**Text excerpt:**
* begin *

I see Redis, Elastic and MongoDB in Pending state, usually this is due to resources available but let's check it. Can you pls post the result of following commands?

kubectl -n clearml describe po clearml-server-redis-master-0
kubectl -n clearml describe po clearml-elastic-master-0
kubectl -n clearml clearml-server-mongodb-86648c4756-bxfg9

Ty.

Heegreis commented 2 years ago

@valeriano-manassero Hi, below is the output.

* end *

**Material provided:**
* begin *

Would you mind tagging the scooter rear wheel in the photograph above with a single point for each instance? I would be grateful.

* end *

**Work to complete:**
Copy out the forum excerpt above about the pending Redis, Elastic and MongoDB pods in full, word for word.

**Solution to the exercise:**
I see Redis, Elastic and MongoDB in Pending state, usually this is due to resources available but let's check it. Can you pls post the result of following commands?

kubectl -n clearml describe po clearml-server-redis-master-0
kubectl -n clearml describe po clearml-elastic-master-0
kubectl -n clearml clearml-server-mongodb-86648c4756-bxfg9

Ty.

Heegreis commented 2 years ago

@valeriano-manassero Hi, below is the output.